--- start of Text section ---

The current engineering major qualified for the USA men’s heavyweight rowing team along with Oliver Bub ’20 in the men’s pair U.S. Olympic finals in April. This will be the Vermont native and Hanover High alum’s first trip to the Olympics, where Bender will compete in the men’s pair with former Dartmouth rowing teammate Bub once again. Bender, who is also an avid Alpine and Nordic skier, along with Bub finished first in the April Olympic trials in Florida last April, and finished third in the varsity eight at the International Rowing Association nationals rowing for Dartmouth in 2021. Bender took a year off to train and expects to graduate in the spring of 2025.

Oliver Bub ’20 

The Connecticut native grew up in a family of rowers and started in the sport as a freshman in high school. Both of Bub’s parents rowed for Boston University and continued in competitive rowing, and Olympians were frequent visitors in his house. Bub met his Olympic teammate Bender on the Dartmouth heavyweight rowing team but was later matched up with him by the luck of the draw in the Winter Speed Order in Sarasota, Fla., in 2023, where they took third in the pair event to earn automatic invitations to the first U.S. Rowing men’s senior selection camp later that year. This will be the first Olympic Games for Bub, whose top honors include a first-place finish in the four event in the 2021 US Rowing Summer National Championships, and third in the pair event in the 2023 US Rowing National Selection Regatta.

--- end of Text section ---

Work to complete:
1. Echo the rowing profile between "The current engineering" and "spring of 2025.", inclusive.
2. Check each statement against the rowing profile and answer yes or no, quoting the words that decide it: (a) Bub's parents both rowed for Boston University. (b) Bender expects to graduate in the spring of 2024. (c) Bender and Bub took first place in the pair at the Winter Speed Order in Sarasota.
3. Go on with the rowing profile from its final sentence.
The records were taken from a separate source.

--- start of Entries supplied ---

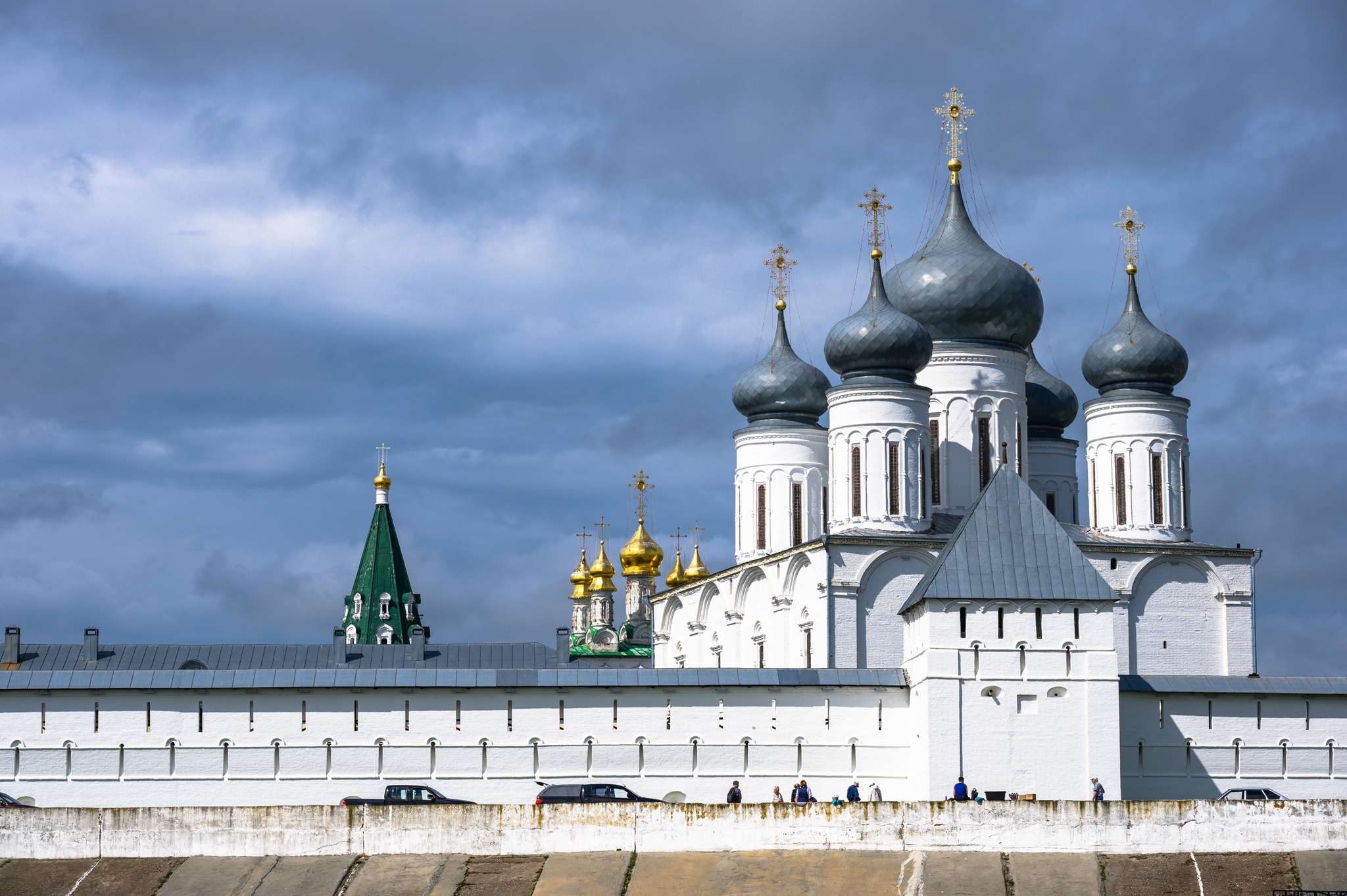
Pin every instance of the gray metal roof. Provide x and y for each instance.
(257, 657)
(167, 680)
(1011, 548)
(1234, 684)
(961, 288)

--- end of Entries supplied ---

Results in order:
1.
The current engineering major qualified for the USA men’s heavyweight rowing team along with Oliver Bub ’20 in the men’s pair U.S. Olympic finals in April. This will be the Vermont native and Hanover High alum’s first trip to the Olympics, where Bender will compete in the men’s pair with former Dartmouth rowing teammate Bub once again. Bender, who is also an avid Alpine and Nordic skier, along with Bub finished first in the April Olympic trials in Florida last April, and finished third in the varsity eight at the International Rowing Association nationals rowing for Dartmouth in 2021. Bender took a year off to train and expects to graduate in the spring of 2025.

2.
(a) Yes: "Both of Bub’s parents rowed for Boston University"
(b) No: "expects to graduate in the spring of 2025"
(c) No: "where they took third in the pair event"

3.
Madison Hughes ’15

This will be the third trip to the Olympics for the internationally ranked men’s rugby sevens player and former Dartmouth club rugby captain. Hughes captained the professional rugby union team US Eagles to their highest ever finish in the sevens series at sixth place in the 2014-15 season and contributed to a Team USA sixth-place finish in the 2020 Tokyo Games, and ninth-place finish in the 2016 Olympics in Rio de Janeiro. Hughes grew up in Epsom, England, but has followed American sports from childhood, counting himself as a die-hard fan of the New England Patriots and the Boston Red Sox. The Dartmouth history major was inducted into Dartmouth’s Wearers of the Green for his contributions to club rugby and was a member of the Sphinx Society as an undergraduate.

Ariana Ramsey ’22

The former Dartmouth women’s rugby co-captain, a three-time National Intercollegiate Rugby Association divisional champion, heads to Paris for her second Olympic Games. The first Dartmouth women’s rugby player to make it to the Olympics, Ramsey scored a try in the United States’ 17-7 win over Japan that helped propel the team to a sixth-place finish at the 2020 Tokyo Olympics. As a collegiate star, the Philadelphia native led the Big Green with 11 tries in just five matches, including two in the championship victory over Harvard, to lead Dartmouth to its second of back-to-back NIRA titles in 2022, earning herself the MVP title. An economics major at Dartmouth, Ramsey speaks French and Mandarin Chinese and is a certified personal trainer.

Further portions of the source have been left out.